We learn of the young Wittgenstein’s claim that Europe is dying, of his disgust at its rising anti-Semitism, and of his appalling misogynistic beliefs, including the declaration that women are the source of all the disruptive forces in the world. We also watch Stalin’s attempts to proselytize on behalf of Marx’s theories and his willingness to kill as many people as necessary to realize his ideas. We likewise observe the plight of the young Hitler (coyly referred to as the Young Man and never actually named), who was 21 in 1910, and who blames the Jews for his failure as an artist. Not all the characters interact, and very few of the ironies implicit in the mutual presence of these people are explored. One possibility arises when Stalin and Hitler meet, and the future Soviet dictator predicts Hitler’s greatness; the lack of anything in Hitler’s oddball presence to support this prophecy sucks the air out of the scene. Another forced irony occurs toward the play’s end when Hitler, standing on a bridge over the Danube and contemplating death, seeks the advice of Freud, who just happens to be passing by. Aided by Freud’s advice, Hitler launches into a ruthless anti-Semitic diatribe and abandons thoughts of suicide; this allows the play to conclude with the psychiatrist’s: “My God, what have I done?” Since this is a total fiction, and the paradox suggested is an imagined one, the effect is of a bomb that fails to detonate.

## Dataset extract
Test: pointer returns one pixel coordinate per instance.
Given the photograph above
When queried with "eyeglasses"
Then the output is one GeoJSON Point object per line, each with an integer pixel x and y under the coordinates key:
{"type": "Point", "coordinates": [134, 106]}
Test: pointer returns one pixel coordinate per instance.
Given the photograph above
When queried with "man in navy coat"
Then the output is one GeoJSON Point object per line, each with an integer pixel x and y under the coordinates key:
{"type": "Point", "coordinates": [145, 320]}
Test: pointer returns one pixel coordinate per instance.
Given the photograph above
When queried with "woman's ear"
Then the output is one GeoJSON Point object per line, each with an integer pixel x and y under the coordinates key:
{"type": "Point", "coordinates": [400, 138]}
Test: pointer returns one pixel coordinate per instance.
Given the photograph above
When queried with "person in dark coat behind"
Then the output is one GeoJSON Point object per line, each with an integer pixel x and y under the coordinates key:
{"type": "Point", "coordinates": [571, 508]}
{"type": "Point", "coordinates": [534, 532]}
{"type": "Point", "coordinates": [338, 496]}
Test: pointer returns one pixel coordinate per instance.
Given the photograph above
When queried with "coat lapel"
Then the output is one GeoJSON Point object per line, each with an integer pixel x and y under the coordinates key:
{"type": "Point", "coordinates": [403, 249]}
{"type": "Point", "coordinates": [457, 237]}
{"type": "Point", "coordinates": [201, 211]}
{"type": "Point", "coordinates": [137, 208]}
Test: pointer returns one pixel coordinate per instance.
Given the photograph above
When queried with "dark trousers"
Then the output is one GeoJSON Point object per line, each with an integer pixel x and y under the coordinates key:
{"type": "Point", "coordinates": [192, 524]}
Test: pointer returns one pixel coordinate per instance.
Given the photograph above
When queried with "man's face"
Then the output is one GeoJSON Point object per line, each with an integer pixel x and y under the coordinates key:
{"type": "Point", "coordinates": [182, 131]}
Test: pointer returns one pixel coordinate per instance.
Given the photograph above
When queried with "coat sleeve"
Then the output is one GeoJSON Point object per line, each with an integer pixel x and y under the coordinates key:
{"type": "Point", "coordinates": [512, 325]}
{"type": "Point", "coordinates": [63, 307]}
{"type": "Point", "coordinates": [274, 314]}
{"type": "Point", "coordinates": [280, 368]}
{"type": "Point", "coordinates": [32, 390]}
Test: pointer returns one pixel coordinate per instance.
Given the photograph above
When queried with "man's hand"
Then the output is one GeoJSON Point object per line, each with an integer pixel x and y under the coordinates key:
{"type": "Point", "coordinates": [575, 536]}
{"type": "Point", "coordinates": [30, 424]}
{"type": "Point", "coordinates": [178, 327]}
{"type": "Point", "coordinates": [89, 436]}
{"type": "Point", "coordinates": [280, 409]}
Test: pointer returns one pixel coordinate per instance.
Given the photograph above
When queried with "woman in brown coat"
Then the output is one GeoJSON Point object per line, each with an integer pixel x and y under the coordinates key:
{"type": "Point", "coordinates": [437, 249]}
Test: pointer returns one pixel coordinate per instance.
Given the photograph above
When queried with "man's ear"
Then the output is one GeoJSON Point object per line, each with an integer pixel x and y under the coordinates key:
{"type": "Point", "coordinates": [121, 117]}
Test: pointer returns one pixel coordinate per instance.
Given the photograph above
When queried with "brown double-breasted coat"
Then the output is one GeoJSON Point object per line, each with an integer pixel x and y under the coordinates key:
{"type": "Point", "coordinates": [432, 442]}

## Required work
List every real historical person the play review names.

## Written response
Wittgenstein, Stalin, Marx, Hitler, Freud